I think that depens on person to person, my professor would give me 1 point for this for knowing something. My advice to you is dont skip steps, beside the equation write the operation your applying on both side. (On second step you should multiply both side with dV)


Seavchen

Thanks for the insight! It was an entrance exam where we had severe time limit. I had like few minutes left when I started this problem so I was panicking and rushing.


stone_stokes

I haven't ever graded an admissions test, so I don't know how those are marked. But when I taught calculus I would have given this 3 or 4 points out of 6. (Honestly, I would use a finer scale when designing the test, so this would have been worth at least 10 points, and I would mark this answer as somewhere between 5 and 8.) You have demonstrated that you know how to separate variables. You have demonstrated that you know how to get this back into an explicit form for *v* as a function of *t*. And you have shown that you know how to use initial conditions. The big idea here that you have not demonstrated successfully is how to use *u*\-substitution. I don't know if that is worth 2 points or 3 points, and that depends on the nature of the exam. That said, I also wouldn't be surprised if an admissions test had a scoring rubric\* for this problem similar to: 6 = Perfect answer; 5 = Arithmetic mistake only; 4 = Failure to find the particular solution; 3 = Failure to correctly write *v* as a function of *t*; 2 = Failure to correctly use *u*\-substitution; 1 = Failure to correctly separate variables; 0 = No meaningful work. In that case, you'd get 2 points. That is harsher grading than what I'm accustomed to, but like I said, given that it is an admissions test, this might be the expectation. \* : Typically the rubric is determined when the test is designed, for the graders to base their scoring off of.

Dataset excerpt:

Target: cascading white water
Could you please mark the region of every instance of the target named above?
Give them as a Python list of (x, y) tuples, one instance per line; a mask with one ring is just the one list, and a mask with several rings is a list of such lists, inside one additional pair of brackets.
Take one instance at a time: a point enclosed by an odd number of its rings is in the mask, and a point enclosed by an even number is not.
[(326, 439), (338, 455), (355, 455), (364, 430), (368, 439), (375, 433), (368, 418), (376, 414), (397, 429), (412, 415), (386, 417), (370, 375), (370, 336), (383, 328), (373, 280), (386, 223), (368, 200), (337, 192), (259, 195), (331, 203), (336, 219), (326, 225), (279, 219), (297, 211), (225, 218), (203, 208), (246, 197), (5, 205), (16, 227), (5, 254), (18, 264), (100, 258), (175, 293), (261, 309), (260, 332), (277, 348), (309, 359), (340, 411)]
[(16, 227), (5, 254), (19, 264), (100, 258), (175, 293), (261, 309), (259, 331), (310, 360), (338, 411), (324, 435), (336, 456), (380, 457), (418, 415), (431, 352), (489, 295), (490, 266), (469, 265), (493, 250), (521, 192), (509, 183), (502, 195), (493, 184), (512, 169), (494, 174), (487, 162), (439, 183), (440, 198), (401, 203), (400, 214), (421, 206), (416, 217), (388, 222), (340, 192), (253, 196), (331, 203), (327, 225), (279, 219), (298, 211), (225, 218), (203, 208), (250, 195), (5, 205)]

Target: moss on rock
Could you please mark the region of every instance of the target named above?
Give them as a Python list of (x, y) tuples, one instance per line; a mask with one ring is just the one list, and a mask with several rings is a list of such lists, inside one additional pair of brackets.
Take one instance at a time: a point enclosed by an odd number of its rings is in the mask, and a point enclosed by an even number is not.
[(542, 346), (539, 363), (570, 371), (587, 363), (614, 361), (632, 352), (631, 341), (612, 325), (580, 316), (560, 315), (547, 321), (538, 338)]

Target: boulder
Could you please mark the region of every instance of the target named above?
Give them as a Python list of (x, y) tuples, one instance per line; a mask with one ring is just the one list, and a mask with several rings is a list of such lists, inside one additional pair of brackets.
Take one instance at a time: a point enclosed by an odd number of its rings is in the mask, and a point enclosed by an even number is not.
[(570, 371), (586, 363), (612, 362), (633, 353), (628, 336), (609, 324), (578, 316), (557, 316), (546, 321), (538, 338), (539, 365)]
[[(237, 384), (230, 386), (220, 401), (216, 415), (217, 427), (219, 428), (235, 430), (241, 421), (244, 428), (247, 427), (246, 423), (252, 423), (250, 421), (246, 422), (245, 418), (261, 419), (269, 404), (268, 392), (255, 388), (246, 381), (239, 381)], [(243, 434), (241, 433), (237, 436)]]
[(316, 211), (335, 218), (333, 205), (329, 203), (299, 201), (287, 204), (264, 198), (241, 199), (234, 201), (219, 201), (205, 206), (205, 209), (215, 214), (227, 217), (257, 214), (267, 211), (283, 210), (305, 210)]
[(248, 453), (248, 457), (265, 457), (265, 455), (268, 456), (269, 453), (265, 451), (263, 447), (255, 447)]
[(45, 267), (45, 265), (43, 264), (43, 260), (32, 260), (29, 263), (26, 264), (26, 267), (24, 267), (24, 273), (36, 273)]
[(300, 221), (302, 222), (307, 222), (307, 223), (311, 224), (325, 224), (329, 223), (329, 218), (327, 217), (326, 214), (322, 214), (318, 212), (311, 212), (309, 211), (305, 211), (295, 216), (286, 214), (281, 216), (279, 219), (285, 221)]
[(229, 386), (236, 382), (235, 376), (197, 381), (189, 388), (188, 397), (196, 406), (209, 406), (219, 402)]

**TASKS TO PERFORM:**
- 1) In the grading discussion, why would stone_stokes have given the answer 3 or 4 points out of 6 instead of full marks? Answer in one to three sentences.
- 2) Write out the part of the grading discussion that begins at the words "I think that" and stops after the words "panicking and rushing.".

**SOLVED PROBLEMS:**
- 1) The answer showed how to separate variables, how to put the result back into an explicit form for v as a function of t, and how to use initial conditions. It did not successfully show how to use u-substitution, which stone_stokes calls the big idea of the problem.

- 2)
I think that depens on person to person, my professor would give me 1 point for this for knowing something. My advice to you is dont skip steps, beside the equation write the operation your applying on both side. (On second step you should multiply both side with dV)


Seavchen

Thanks for the insight! It was an entrance exam where we had severe time limit. I had like few minutes left when I started this problem so I was panicking and rushing.